Spot each line in the data below containing "coordinates" and copy it.

Entries shown =>
_ _ _
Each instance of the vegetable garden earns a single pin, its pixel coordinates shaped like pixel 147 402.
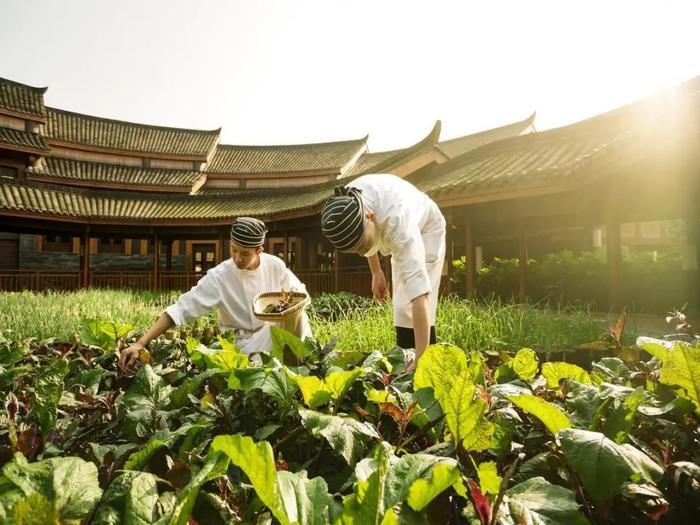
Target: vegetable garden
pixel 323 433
_ _ _
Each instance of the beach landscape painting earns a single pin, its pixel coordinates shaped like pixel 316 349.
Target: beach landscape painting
_ _ _
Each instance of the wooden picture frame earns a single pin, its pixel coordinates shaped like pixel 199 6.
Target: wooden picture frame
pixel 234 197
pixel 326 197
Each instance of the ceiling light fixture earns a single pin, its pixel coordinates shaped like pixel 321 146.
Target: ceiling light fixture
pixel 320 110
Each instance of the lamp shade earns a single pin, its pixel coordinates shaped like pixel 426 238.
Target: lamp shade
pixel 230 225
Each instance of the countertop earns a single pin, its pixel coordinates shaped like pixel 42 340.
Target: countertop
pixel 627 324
_ _ _
Exercise solution =>
Each instance of the vegetable garden earns a single pin, its pixel coordinates shaped like pixel 147 402.
Each instance of the beach landscape painting earns a single pin, its pixel coordinates shaped like pixel 316 349.
Each instance of the wooden picture frame earns a single pin, its pixel coordinates shaped like pixel 199 6.
Each instance of the ceiling light fixture earns a single pin, its pixel coordinates shaped like pixel 321 146.
Each instance of the lamp shade earns a single pin, its pixel coordinates shaped like pixel 426 238.
Each instance of the countertop earns a single pin, its pixel coordinates shaped like pixel 42 340.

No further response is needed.